▶ Instructions for the task
I need the records below restated word for word, without their pictures.

▶ Information provided
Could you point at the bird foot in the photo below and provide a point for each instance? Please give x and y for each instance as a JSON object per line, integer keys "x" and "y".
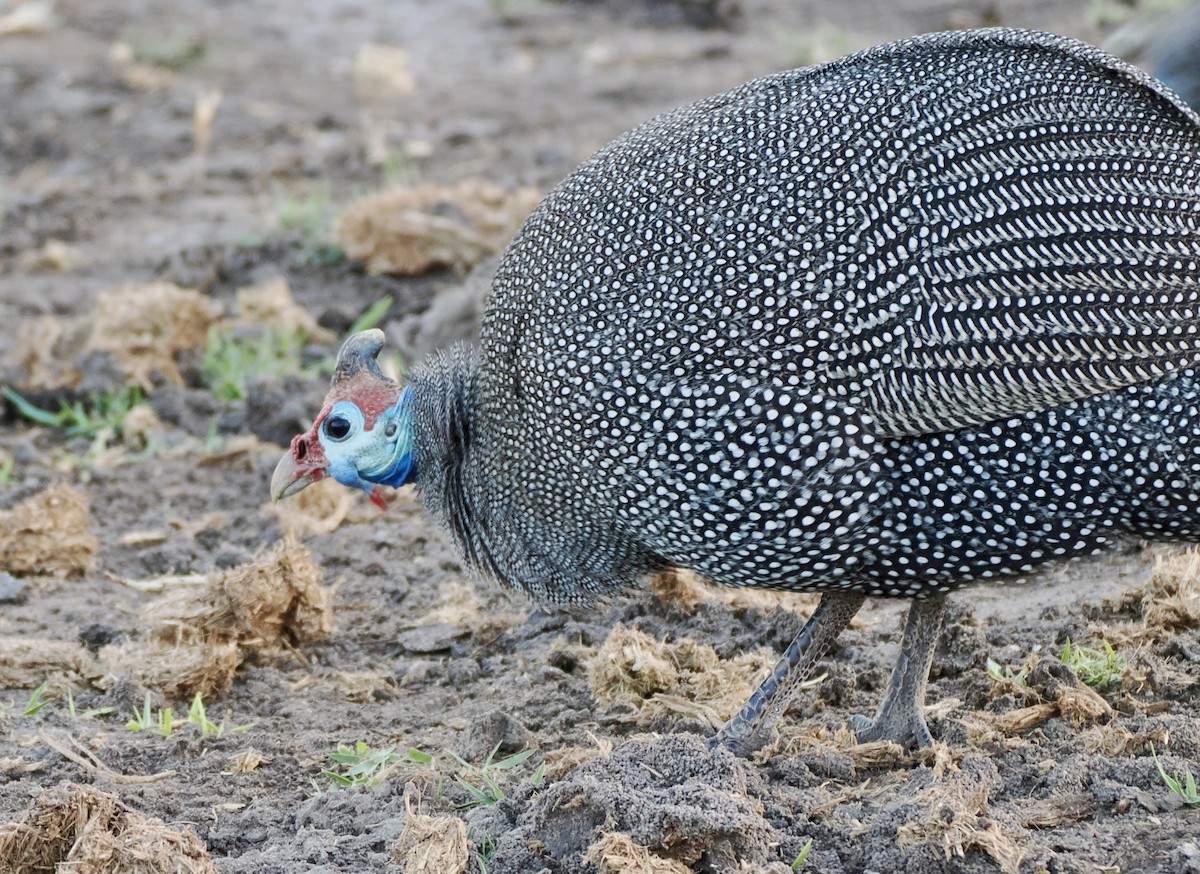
{"x": 906, "y": 729}
{"x": 742, "y": 746}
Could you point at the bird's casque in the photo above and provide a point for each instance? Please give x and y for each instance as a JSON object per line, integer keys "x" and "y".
{"x": 923, "y": 316}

▶ Exercise result
Could you point at the bird foot in the photo below and provide a point for each instance? Please give x and y for each instance as a JSON object per line, integer keys "x" and "y".
{"x": 906, "y": 729}
{"x": 742, "y": 746}
Could you point at the bird's casque in the photo above and provide a point for each instance? Please give x and y for each instance as a JSON object per line, integer keys "x" and "y".
{"x": 923, "y": 316}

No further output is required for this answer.